(Beginning of MATERIAL SHOWN)
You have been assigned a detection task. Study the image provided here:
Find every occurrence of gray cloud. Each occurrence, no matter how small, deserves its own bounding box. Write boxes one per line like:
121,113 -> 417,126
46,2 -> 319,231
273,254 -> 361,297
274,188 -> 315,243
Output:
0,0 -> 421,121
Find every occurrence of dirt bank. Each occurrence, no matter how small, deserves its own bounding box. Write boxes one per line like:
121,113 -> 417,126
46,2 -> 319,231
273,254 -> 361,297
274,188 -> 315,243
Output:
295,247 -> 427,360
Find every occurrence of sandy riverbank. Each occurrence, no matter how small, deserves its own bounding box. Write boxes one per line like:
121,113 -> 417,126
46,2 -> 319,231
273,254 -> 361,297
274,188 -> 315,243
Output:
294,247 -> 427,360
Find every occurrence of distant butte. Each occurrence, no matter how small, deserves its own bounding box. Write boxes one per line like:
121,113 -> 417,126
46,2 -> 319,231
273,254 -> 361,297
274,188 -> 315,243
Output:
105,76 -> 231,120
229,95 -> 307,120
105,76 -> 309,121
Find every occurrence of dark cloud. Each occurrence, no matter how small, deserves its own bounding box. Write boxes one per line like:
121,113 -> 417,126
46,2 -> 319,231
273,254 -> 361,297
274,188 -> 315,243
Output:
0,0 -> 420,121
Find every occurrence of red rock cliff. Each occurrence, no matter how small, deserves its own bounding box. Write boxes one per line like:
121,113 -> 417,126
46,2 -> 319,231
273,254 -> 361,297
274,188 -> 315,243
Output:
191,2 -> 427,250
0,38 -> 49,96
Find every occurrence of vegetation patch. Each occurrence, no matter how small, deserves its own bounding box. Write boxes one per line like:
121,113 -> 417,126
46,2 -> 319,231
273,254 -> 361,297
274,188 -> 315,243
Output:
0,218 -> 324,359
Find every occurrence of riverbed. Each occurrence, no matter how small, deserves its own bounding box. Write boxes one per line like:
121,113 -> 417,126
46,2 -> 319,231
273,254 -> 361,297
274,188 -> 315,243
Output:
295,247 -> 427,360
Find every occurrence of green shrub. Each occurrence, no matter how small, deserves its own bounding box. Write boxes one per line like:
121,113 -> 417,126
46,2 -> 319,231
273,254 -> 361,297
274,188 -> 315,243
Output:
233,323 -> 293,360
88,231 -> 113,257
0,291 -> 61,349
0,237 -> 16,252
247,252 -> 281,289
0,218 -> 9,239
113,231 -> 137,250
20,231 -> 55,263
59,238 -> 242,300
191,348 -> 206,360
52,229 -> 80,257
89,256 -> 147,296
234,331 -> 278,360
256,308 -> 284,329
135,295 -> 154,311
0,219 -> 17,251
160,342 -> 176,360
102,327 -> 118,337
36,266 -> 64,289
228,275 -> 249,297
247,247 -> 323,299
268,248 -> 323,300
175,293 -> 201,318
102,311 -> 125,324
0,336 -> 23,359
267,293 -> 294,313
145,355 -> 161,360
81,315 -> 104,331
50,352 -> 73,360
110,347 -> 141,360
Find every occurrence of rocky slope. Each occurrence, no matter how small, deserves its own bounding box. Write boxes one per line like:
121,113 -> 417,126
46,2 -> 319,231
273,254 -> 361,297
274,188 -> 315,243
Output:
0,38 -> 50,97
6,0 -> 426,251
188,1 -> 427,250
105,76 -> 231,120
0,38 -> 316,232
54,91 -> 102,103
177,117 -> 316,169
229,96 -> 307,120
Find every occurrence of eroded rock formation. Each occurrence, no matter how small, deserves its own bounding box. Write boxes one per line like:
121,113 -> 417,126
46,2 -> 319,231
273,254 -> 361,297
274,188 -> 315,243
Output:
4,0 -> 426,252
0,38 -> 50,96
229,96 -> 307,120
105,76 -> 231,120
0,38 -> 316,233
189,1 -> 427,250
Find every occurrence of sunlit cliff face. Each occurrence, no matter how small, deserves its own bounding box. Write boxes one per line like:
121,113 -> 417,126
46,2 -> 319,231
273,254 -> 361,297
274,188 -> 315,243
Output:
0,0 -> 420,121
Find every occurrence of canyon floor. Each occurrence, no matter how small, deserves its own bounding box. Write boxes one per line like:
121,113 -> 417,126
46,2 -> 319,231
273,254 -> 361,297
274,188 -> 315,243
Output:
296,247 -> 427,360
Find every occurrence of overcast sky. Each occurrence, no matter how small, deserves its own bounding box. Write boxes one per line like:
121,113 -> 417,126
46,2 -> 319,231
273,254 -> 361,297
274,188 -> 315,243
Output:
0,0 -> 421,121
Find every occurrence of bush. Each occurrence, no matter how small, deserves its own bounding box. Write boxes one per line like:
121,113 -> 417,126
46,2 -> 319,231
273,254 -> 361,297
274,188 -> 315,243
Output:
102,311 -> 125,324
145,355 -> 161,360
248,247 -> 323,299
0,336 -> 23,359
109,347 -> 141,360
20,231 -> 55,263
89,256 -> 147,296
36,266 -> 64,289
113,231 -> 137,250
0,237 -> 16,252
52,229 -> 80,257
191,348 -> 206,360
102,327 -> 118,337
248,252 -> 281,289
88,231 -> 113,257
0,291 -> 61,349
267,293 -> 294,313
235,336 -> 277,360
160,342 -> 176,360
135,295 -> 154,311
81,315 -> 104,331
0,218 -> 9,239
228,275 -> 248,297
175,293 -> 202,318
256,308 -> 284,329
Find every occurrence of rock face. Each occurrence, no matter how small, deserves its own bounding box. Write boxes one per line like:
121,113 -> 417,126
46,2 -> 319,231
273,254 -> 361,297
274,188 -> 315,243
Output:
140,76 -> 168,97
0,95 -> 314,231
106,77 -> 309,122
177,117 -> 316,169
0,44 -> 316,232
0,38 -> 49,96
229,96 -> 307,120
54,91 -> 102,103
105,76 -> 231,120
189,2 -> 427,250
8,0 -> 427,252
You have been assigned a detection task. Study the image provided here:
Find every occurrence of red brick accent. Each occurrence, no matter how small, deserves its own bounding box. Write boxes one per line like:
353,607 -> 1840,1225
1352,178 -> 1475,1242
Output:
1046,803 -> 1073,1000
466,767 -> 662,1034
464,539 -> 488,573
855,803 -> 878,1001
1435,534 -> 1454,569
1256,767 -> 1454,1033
(End of MATERIAL SHOWN)
Write the records out once more. Change nothing.

### [TASK RESULT]
You have been assigned a detection task. Study the image provided here:
Find every occurrence of gray cloud. Each occurrence, no matter how small, deserves its own bounding box. Write boxes one per line like:
121,113 -> 417,126
46,2 -> 319,231
273,254 -> 361,297
274,188 -> 315,243
Output:
0,0 -> 421,121
Find every occurrence of dirt bank. Each occurrence, no matter how small, deserves its own bounding box. Write boxes one per line like:
121,113 -> 417,126
46,2 -> 319,231
273,254 -> 361,297
274,188 -> 315,243
Output:
295,247 -> 427,360
Find every occurrence of sandy riverbank. Each occurrence, no matter how small, deserves its own bounding box. Write boxes one per line like:
121,113 -> 417,126
46,2 -> 319,231
273,254 -> 361,297
274,188 -> 315,243
Output:
294,247 -> 427,360
Find every occurrence of distant butte. Each occurrence, no matter how small, deserves its own bounding box. Write boxes one per line like:
121,113 -> 417,126
46,2 -> 319,231
273,254 -> 361,297
274,188 -> 315,243
Output:
105,76 -> 231,120
229,95 -> 307,120
105,76 -> 309,121
Find every occurrence of dark cloud. Each occurrence, no matter how small, deserves its own bounding box. Write boxes one per line like:
121,113 -> 417,126
46,2 -> 319,231
273,254 -> 361,297
274,188 -> 315,243
Output:
0,0 -> 420,121
Find every occurrence of red rock cliff. Each occurrence, no matter how small, deserves its own bounding box. Write boxes one per line like:
121,113 -> 417,126
46,2 -> 319,231
273,254 -> 361,297
274,188 -> 315,243
Output:
191,2 -> 427,250
0,38 -> 49,96
Find every occurrence of vegetation patch. Each occurrence, no matter how small, deserves its own bounding box. Write boxes one per line like:
121,113 -> 417,126
46,2 -> 319,231
273,254 -> 361,297
274,188 -> 315,243
Output:
0,218 -> 324,359
Find every occurrence of riverbed. Each occurrence, no matter how small, deserves its own bounding box. Write boxes one per line like:
121,113 -> 417,126
46,2 -> 319,231
273,254 -> 361,297
274,188 -> 315,243
Output:
295,247 -> 427,360
Find every occurrence of green shrub. Each occurrence, no matter how small, deserves its own bounding box. Write boxes one per line like:
121,113 -> 417,126
46,2 -> 319,231
273,254 -> 361,297
274,188 -> 315,243
Output:
233,323 -> 293,360
88,231 -> 113,257
0,291 -> 61,349
0,237 -> 16,252
247,252 -> 281,289
0,218 -> 9,239
113,231 -> 137,250
20,231 -> 55,263
59,238 -> 242,300
191,348 -> 206,360
52,229 -> 80,257
89,256 -> 147,296
234,331 -> 278,360
256,308 -> 284,329
135,295 -> 154,311
0,219 -> 17,251
160,342 -> 176,360
102,327 -> 118,337
36,266 -> 64,289
228,275 -> 249,297
247,247 -> 323,299
268,248 -> 323,300
175,293 -> 201,318
102,311 -> 125,324
0,336 -> 23,359
267,293 -> 294,313
145,355 -> 161,360
81,315 -> 104,331
50,352 -> 73,360
110,347 -> 141,360
Find every occurrence of rocky slope. Each occurrence, no matter how small, deserves its own bounding box. Write boxes one per line like:
121,113 -> 417,126
46,2 -> 319,231
273,254 -> 361,297
274,188 -> 315,243
Output:
0,38 -> 50,97
6,0 -> 426,251
188,1 -> 427,250
105,76 -> 231,120
0,38 -> 316,232
54,91 -> 102,103
177,117 -> 316,169
229,96 -> 307,120
Find every occurrence of eroded rock formation. Each occurrence, no matter how small, deserves its own bounding box. Write boxes one per line like:
121,113 -> 417,126
46,2 -> 319,231
273,254 -> 361,297
274,188 -> 315,243
Output:
4,0 -> 426,252
0,38 -> 50,96
229,96 -> 307,120
105,76 -> 231,120
0,38 -> 316,233
189,1 -> 427,250
Find every occurrence of sunlit cliff face. Each occurrence, no matter how small, deserves its own bounding box. Write boxes one per line like:
121,113 -> 417,126
46,2 -> 319,231
273,254 -> 361,297
274,188 -> 315,243
Output:
0,0 -> 420,121
Find every occurrence of canyon floor. Each occurrence, no matter how small, deserves its own bounding box. Write boxes one per line like:
121,113 -> 417,126
46,2 -> 319,231
273,254 -> 361,297
274,188 -> 315,243
Output:
296,247 -> 427,360
Find every occurrence of overcast sky. Each occurrence, no matter how small, deserves its own bounding box. Write boxes one per line like:
121,113 -> 417,126
46,2 -> 319,231
273,254 -> 361,297
274,188 -> 315,243
Output:
0,0 -> 421,121
Find every occurrence of bush. Each occurrence, no matter how small, deserves its own bounding box. Write boxes one per line like:
121,113 -> 417,126
46,2 -> 319,231
273,254 -> 361,297
274,188 -> 315,243
Output:
102,311 -> 125,324
145,355 -> 161,360
248,247 -> 323,299
0,336 -> 23,359
109,347 -> 141,360
20,231 -> 55,263
89,256 -> 147,296
36,266 -> 64,289
113,231 -> 137,250
0,237 -> 16,252
52,229 -> 80,257
191,348 -> 206,360
102,327 -> 118,337
248,252 -> 281,289
88,231 -> 113,257
0,291 -> 61,349
267,293 -> 294,313
235,336 -> 277,360
160,342 -> 176,360
135,295 -> 154,311
81,315 -> 104,331
0,218 -> 9,239
228,275 -> 248,297
175,293 -> 202,318
256,308 -> 284,329
Find every occurrence of rock face. Each occurrence, no matter how small, deserves its own bounding box. Write boxes one per line like:
121,113 -> 417,126
46,2 -> 319,231
273,254 -> 361,297
274,188 -> 315,243
Output:
140,76 -> 168,97
0,95 -> 314,231
106,77 -> 309,122
177,117 -> 316,169
0,44 -> 316,232
0,38 -> 49,96
229,96 -> 307,120
54,91 -> 102,103
105,76 -> 231,120
189,2 -> 427,250
8,0 -> 427,252
You have been assigned a detection task. Study the image provided here:
Find every occurrence of red brick accent. Each occurrence, no matter how small, deserves its own bounding box. Write boxes one per line like:
353,607 -> 1840,1225
1352,178 -> 1475,1242
Output:
1046,803 -> 1073,1000
466,767 -> 662,1034
464,539 -> 488,573
855,803 -> 878,1001
1435,534 -> 1454,569
1256,767 -> 1454,1033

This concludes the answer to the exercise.